(What to do)
• 1. Answer these questions using the article on the 2019 Yale Medal.
(a) In what venue was the ceremony held?
(b) Which recipient was the first to receive her Medal?
(c) On what date did Lisa Beth Friedman Savitz sit down with her?
• 2. Write the next part of the article on the 2019 Yale Medal, starting after its final sentence.

(Page excerpt)
(Image courtesy of YAA)
On November 21st, Yale President Peter Salovey ’86 PhD and Yale Alumni Association (YAA) Chair Nancy Stratford ’77 presented the 2019 Yale Medal, YAA’s highest honor, to five recipients during a ceremony in the Lanman Center of Payne Whitney Gymnasium. The first to receive her Medal was Nancy Marx Better ’84. Lisa Beth "LB" Friedman Savitz ’88 sat down with Nancy on October 31st to discuss this honor as well as her long service to Yale and to education in their shared community of Greenwich, CT.

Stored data
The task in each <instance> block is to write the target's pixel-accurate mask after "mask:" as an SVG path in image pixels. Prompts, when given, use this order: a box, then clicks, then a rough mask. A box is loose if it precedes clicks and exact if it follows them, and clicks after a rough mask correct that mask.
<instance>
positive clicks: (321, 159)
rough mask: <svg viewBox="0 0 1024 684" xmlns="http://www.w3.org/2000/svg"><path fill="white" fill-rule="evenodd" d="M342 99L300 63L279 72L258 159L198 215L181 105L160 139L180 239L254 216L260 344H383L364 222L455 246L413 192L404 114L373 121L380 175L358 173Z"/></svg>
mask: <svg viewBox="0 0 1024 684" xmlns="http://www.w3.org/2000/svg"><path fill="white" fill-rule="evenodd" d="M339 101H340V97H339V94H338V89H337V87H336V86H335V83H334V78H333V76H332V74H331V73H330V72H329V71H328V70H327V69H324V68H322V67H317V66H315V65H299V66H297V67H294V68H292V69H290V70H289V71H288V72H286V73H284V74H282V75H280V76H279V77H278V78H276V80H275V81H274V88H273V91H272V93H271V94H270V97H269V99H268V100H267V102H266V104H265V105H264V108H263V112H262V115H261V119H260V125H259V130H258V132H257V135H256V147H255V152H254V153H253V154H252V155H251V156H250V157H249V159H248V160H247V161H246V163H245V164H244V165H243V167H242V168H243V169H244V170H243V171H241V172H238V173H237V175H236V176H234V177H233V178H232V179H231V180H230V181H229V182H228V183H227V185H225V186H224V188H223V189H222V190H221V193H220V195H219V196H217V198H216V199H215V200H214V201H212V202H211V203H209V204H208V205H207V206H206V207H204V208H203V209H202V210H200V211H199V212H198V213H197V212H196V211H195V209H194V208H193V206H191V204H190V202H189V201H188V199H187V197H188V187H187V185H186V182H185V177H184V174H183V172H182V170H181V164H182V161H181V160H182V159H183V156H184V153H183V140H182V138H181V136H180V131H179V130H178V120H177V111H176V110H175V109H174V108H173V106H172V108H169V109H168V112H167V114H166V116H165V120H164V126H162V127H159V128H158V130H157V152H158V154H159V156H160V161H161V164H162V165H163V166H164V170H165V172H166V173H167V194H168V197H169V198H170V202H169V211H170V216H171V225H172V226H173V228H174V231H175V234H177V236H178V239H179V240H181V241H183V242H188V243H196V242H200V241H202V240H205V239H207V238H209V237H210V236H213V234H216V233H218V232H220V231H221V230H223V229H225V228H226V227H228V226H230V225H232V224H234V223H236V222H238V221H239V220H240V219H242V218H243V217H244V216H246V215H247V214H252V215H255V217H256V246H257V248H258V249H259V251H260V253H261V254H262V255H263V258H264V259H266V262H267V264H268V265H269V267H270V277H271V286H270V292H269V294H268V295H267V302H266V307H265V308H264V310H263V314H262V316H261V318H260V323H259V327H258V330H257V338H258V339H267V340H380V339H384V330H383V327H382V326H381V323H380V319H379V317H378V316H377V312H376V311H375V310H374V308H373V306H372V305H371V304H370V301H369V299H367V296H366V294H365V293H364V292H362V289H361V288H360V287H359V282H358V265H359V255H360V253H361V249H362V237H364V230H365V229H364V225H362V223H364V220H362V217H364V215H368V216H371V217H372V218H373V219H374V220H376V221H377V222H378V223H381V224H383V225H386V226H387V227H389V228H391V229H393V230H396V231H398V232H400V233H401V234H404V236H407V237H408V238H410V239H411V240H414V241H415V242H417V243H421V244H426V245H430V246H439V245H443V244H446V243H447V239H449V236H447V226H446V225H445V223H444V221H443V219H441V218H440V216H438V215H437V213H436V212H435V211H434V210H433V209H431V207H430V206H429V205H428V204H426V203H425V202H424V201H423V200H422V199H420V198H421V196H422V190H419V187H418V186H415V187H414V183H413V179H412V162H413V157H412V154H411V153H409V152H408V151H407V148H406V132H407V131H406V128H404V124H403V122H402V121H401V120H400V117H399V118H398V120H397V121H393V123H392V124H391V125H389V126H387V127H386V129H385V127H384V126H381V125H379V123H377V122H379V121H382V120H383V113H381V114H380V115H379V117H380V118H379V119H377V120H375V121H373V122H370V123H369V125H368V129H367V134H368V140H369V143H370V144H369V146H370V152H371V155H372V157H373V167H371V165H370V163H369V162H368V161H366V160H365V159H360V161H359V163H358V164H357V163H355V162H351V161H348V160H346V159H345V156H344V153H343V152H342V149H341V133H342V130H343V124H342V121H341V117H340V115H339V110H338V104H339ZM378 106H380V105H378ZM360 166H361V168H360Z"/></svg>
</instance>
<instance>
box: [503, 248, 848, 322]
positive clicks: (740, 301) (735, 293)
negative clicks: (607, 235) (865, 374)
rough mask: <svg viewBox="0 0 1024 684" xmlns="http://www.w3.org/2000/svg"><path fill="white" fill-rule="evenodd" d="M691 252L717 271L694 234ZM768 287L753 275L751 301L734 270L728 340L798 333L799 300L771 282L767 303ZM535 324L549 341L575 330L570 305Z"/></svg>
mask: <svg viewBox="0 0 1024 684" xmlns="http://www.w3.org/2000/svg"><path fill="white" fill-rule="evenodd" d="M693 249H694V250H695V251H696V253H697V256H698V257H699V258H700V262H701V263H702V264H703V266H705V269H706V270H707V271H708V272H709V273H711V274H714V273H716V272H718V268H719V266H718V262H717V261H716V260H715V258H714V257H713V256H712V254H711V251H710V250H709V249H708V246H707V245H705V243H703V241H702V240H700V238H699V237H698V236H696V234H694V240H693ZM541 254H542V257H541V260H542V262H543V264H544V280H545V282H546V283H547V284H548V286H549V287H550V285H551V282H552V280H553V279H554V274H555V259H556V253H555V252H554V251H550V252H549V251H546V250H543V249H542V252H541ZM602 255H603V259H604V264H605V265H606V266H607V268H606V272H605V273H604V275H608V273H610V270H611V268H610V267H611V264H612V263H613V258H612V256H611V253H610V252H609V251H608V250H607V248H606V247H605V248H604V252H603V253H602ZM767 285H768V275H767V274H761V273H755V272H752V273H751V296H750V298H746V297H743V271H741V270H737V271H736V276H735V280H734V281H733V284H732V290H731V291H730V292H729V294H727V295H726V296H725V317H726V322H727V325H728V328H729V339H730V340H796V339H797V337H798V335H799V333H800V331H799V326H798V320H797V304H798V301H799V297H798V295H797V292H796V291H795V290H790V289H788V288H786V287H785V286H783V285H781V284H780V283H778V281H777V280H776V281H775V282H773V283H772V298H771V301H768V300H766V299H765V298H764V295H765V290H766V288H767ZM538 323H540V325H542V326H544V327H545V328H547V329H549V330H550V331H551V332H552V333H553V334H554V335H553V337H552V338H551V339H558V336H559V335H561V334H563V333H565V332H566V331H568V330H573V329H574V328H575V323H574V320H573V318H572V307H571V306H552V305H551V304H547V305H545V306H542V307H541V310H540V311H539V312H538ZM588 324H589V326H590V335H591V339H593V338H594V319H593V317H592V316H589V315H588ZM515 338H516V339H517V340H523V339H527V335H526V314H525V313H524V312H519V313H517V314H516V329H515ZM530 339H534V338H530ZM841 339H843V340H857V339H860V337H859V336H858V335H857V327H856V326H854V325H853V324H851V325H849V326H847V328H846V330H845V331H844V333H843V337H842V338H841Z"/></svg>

(Answers provided)
• 1.
(a) The Lanman Center of Payne Whitney Gymnasium
(b) Nancy Marx Better ’84
(c) October 31st

• 2.
Nancy’s Yale volunteer roles have included Alumni Schools Committee, Class Secretary, Reunion Gift Committees Chair, University Library Council Chair, School of Music Board of Advisors, Yale Development Council, Yale Tomorrow Campaign Committee, Parents Leadership Council, and heading the record-setting Parents Annual Fund. Her community volunteering, which has spanned 25 years, included involvement at all her children’s schools, serving on the boards of two, and the Greenwich Library Board, of which she was President. (My mother, ’65 MAT, was an employee of the Library throughout Nancy’s tenure.) Other local organizations she works with are the Waterside School (Trustee), the Boys and Girls Club (Vice President), and Horizons (Director) — all focused on literacy and educational access. Nancy is a journalist, published in The New York Times, The Wall Street Journal, Fortune, and others. She was a founding editor of SmartMoney magazine, and has been a contributor to several books.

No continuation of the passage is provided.